**LE TEXTE:**
----

Les autorités ivoiriennes et le Comité d’organisation de la Coupe d’Afrique des nations de football (Cocan) avaient promis « la plus grande CAN de l’histoire », alignant des chiffres à donner le tournis : 1,5 milliard de dollars (environ 1,4 milliard d’euros) investis dans la rénovation et la mise à niveau des infrastructures, des stades capables d’accueillir jusqu’à 60 000 supporteurs, plus de 5 000 demandes d’accréditation reçues (plus du double qu’au Cameroun en 2021), 1 million de visiteurs attendus dans les stades… L’ambiance promettait d’être électrique dans ce pays fou de ballon rond qui n’avait plus organisé cette compétition continentale depuis 1984.
Promesse tenue dans les rues, les maquis (restaurants) et les « fan zones ». Mais pas dans les stades, où s’alignent match après match des gradins désespérément vides. Le coup d’envoi de la compétition, donné samedi 13 janvier par un match entre la Côte d’Ivoire et la Guinée-Bissau, aurait dû remplir le fameux stade Alassane-Ouattara d’Ebimpé, nouvelle vitrine du football ivoirien. Le chef de l’Etat n’a pas manqué d’effectuer un tour de stade sous les vivats autour de la pelouse fraîchement rénovée, avant le lancement de la fastueuse cérémonie d’ouverture.

----

**LISTE DES DONNÉES:**
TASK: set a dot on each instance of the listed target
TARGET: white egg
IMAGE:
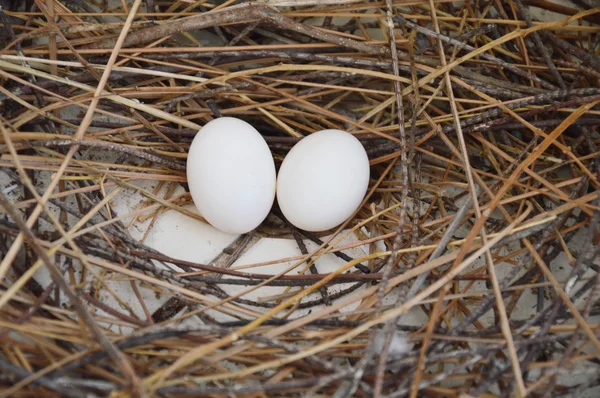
(231, 175)
(323, 180)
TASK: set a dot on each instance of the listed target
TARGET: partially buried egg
(323, 180)
(231, 175)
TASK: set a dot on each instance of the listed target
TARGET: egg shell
(231, 175)
(323, 180)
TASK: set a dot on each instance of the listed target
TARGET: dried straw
(481, 124)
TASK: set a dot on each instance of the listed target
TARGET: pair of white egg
(232, 179)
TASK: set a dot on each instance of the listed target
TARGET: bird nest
(470, 269)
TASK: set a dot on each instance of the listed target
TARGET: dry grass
(481, 124)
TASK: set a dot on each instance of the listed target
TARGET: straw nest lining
(482, 215)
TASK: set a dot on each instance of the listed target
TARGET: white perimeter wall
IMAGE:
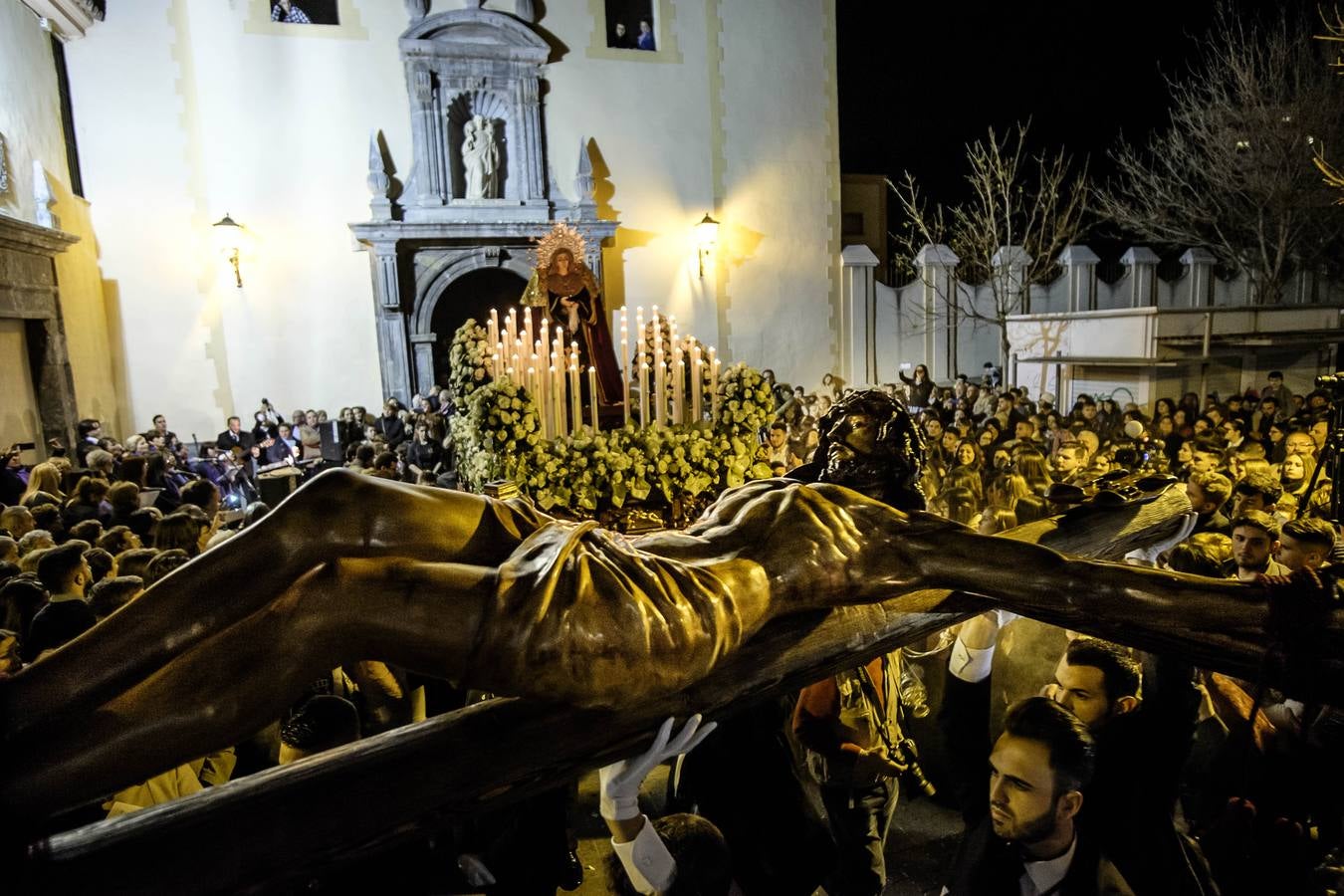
(183, 113)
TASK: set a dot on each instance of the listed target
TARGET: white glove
(475, 871)
(1153, 551)
(621, 781)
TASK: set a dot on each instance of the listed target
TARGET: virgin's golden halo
(560, 237)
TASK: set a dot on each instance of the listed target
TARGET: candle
(644, 395)
(638, 328)
(678, 399)
(696, 379)
(557, 402)
(544, 421)
(660, 373)
(659, 400)
(593, 396)
(575, 398)
(714, 388)
(625, 365)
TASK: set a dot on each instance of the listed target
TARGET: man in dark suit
(1031, 841)
(64, 573)
(235, 437)
(1140, 742)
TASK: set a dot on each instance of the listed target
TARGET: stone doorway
(472, 295)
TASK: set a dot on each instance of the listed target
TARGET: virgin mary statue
(564, 287)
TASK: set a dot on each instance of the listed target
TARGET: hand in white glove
(621, 781)
(1153, 551)
(475, 871)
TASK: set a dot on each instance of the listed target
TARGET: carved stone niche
(29, 292)
(460, 65)
(437, 257)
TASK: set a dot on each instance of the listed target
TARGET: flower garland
(679, 468)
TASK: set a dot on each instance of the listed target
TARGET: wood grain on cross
(320, 810)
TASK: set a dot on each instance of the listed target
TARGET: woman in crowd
(425, 456)
(1180, 422)
(88, 503)
(133, 469)
(997, 520)
(968, 456)
(118, 539)
(1006, 489)
(957, 504)
(1274, 443)
(1294, 473)
(1031, 466)
(45, 477)
(123, 499)
(181, 531)
(921, 387)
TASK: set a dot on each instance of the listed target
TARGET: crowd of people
(87, 530)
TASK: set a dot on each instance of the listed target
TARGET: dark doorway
(472, 295)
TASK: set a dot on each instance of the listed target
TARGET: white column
(1079, 266)
(937, 268)
(1143, 276)
(1199, 262)
(857, 322)
(1010, 265)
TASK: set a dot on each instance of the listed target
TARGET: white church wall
(30, 123)
(183, 113)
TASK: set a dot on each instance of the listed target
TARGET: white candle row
(552, 372)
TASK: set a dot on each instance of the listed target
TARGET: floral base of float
(629, 479)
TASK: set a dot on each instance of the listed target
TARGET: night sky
(921, 80)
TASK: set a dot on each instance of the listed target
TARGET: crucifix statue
(498, 595)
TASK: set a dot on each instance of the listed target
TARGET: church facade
(368, 230)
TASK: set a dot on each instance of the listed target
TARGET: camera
(909, 755)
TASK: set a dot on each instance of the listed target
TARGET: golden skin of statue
(500, 596)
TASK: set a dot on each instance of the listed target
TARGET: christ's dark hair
(901, 443)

----

**PETIT EXERCICE 1:**
Résumez en deux phrases le texte sur la CAN en Côte d'Ivoire.
**PETIT EXERCICE 2:**
Poursuivez le texte sur la CAN en Côte d'Ivoire à partir de sa dernière phrase.

**RÉPONSE ÉCRITE 1:**
Les autorités ivoiriennes et le Cocan avaient promis la plus grande CAN de l'histoire, avec 1,5 milliard de dollars investis dans les infrastructures et des stades pouvant accueillir jusqu'à 60 000 supporteurs. L'ambiance est bien là dans les rues, les maquis et les « fan zones », mais les gradins des stades restent vides match après match.

**RÉPONSE ÉCRITE 2:**
Seulement, les effectifs des spectateurs, donnés au terme de la rencontre, ont confirmé l’impression générale : le stade était à moitié rempli. 36 858 supporteurs étaient présents, selon l’annonce du speaker, sur les 60 000 places que compte l’enceinte flambant neuve. Un vide qui a entaché l’ambiance par ailleurs festive, au point que dans les gradins, les imprécations ne visaient pas l’équipe bissau-guinéenne, comme à l’accoutumée, mais les détenteurs d’un billet qui n’avaient pas daigné faire le déplacement.
Pourquoi une telle défection, alors que le Cocan avait annoncé, bien en amont de la compétition, que tous les tickets pour les matchs de la Côte d’Ivoire avaient été vendus ? Où sont passés ces quelque 23 000 spectateurs fantômes ?
Marché noir, corruption, boycott ?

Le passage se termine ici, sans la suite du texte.